▶ [EXERCISE BRIEF]: Copy all of the records below without the pictures, changing every "swim cap" to "swimming cap" and keeping everything else the same.

** Start MATERIAL TO PROCESS **

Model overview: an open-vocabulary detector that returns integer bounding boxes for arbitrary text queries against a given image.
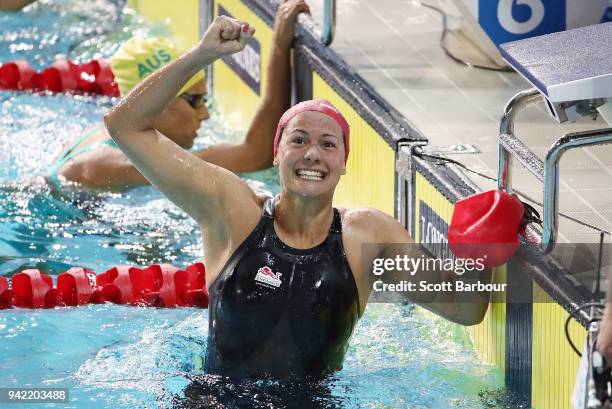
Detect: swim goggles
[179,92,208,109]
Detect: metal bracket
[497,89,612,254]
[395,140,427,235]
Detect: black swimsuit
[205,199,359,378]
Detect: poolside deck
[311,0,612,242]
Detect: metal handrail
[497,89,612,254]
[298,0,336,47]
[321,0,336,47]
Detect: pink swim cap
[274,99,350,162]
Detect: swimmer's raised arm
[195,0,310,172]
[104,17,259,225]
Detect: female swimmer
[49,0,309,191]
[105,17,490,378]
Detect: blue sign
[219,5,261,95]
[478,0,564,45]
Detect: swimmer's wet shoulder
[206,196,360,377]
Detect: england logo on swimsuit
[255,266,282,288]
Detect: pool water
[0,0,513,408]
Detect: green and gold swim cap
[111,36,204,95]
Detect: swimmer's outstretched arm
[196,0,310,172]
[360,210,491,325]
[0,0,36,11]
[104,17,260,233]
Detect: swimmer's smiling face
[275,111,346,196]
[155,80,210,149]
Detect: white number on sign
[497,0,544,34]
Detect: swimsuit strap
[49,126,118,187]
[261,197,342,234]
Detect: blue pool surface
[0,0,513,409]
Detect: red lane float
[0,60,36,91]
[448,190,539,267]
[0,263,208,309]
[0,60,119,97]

** End MATERIAL TO PROCESS **

▶ [SOLUTION FOR THIS EXERCISE]:
Model overview: an open-vocabulary detector that returns integer bounding boxes for arbitrary text queries against a given image.
Detect: swim goggles
[179,92,208,109]
Detect: metal bracket
[497,89,612,254]
[395,140,427,235]
Detect: black swimsuit
[205,199,359,378]
Detect: poolside deck
[311,0,612,242]
Detect: metal handrail
[497,89,612,254]
[298,0,336,47]
[321,0,336,47]
Detect: pink swimming cap
[274,99,350,162]
Detect: swimmer's raised arm
[195,0,310,172]
[104,17,259,225]
Detect: female swimmer
[49,0,309,191]
[105,17,490,378]
Detect: blue sign
[219,5,261,95]
[478,0,564,45]
Detect: swimmer's wet shoulder
[206,196,360,377]
Detect: england logo on swimsuit
[255,266,282,288]
Detect: pool water
[0,0,513,408]
Detect: green and gold swimming cap
[111,36,204,95]
Detect: swimmer's outstretched arm
[196,0,310,172]
[360,210,491,325]
[0,0,36,11]
[104,17,260,233]
Detect: swimmer's smiling face
[275,111,346,196]
[155,80,210,149]
Detect: white number on sign
[497,0,544,34]
Detect: swimsuit strap
[49,126,118,187]
[261,197,342,234]
Detect: blue pool surface
[0,0,513,409]
Detect: red lane float
[0,60,36,91]
[448,190,539,267]
[0,263,208,309]
[0,60,119,97]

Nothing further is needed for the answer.